### Objectif
Traduisez en anglais cette phrase du récit sur la rue de l'ASH reproduit ci-dessous : « Pétrifié mais heureux, je m'engageai dans la rue. »

══ Extrait du document

Je ne sais ce qui me poussa vers le quartier de l'Harteloire, qui lui non plus n'avait pas été épargné par le béton. Je descendais tristement une avenue gigantesque quand, soudain, j'arrivai à la hauteur d'une petite rue qui semblait épargnée par le temps. Une véritable rue du XXème siècle, pareille à celle que j'habitais à Saint-Marc dans le temps. Pétrifié mais heureux, je m'engageai dans la rue.
Mais au fait, comment s'appelait-elle? Je regardai la plaque bleu-marine qui faisait ressortir en blanc "rue de l'ASH".
Couverture du roman de Spider Robinson, "le bar du coin des temps", qui inspira l'article sur la rue d'un autre âge (le dessin de couverture est de Philippe Adamoff)
"ASH"? Cela me disait quelque chose, mais sans plus. Au-dessus de la plaque, deux drapeaux en lambeaux, l'un représentant un diable blanc, et l'autre semblait-il une main brandissant un glaive. Ridicule, sûrement. Bizarre aussi...
Au n°1, faisant coin, se tenait le magasin "Supermac Disc". J'aurais aimé y pénétrer, il y avait des posters de Led Zeppelin et Status Quo en vitrine, mais il était fermé le dimanche. Juste à côté, le bureau de tabac d'un autre âge portait encore la carotte rouge comme dans le temps: "Ché Dragan, ici on sert de la kro-bout'". C'est alors qu'un vieillard aux yeux brillants m'interpella: "Hé vous, ça vous épate de retrouver une rue comme ça, hein?"
- Ah oui, incroyab'. Mais ces noms, Supermac, Dragan, ça me cause...
- Ben oui. Vous avez dû vivre à l'Harteloire dans les années 1970. Ou vous étiez lycéen. L'équipe de foot du lycée bleu...
- Mais c'est bien sûr: Supermac la terreur du Larzac, et Dragan qu'on appelait "la latte"!

════
══ Données présentées

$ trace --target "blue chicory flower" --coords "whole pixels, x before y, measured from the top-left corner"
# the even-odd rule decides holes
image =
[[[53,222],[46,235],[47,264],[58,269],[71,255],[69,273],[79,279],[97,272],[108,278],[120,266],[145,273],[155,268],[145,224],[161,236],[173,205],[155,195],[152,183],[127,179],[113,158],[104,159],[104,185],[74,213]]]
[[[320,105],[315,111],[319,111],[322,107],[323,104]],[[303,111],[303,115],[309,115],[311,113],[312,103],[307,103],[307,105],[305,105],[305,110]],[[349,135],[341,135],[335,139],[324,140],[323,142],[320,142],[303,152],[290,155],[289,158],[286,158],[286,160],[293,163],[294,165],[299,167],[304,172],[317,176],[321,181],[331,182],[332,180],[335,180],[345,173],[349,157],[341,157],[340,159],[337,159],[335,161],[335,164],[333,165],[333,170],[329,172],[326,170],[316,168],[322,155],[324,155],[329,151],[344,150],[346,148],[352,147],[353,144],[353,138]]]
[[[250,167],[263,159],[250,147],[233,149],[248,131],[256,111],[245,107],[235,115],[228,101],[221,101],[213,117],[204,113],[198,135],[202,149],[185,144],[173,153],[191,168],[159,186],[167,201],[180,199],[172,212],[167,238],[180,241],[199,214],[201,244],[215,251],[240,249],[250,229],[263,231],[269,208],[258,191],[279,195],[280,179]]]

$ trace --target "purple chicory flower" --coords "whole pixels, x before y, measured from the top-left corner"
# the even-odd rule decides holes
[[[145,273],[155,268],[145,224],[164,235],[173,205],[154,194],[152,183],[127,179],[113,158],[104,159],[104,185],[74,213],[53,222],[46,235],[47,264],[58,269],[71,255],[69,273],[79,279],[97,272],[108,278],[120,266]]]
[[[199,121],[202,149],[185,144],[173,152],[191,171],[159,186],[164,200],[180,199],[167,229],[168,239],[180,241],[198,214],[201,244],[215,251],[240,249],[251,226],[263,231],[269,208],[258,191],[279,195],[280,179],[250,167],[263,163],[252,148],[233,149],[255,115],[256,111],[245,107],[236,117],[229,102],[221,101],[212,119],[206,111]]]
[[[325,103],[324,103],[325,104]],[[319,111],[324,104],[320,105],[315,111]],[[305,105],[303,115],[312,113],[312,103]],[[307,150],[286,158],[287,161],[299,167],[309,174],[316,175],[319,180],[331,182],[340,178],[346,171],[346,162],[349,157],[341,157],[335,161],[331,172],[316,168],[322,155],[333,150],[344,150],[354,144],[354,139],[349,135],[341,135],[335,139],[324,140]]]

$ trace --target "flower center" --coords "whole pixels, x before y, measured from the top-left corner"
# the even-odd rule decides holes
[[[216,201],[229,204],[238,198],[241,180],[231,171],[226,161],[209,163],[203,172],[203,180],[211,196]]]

════

### Résultat de l'exercice
Petrified but happy, I turned into the street.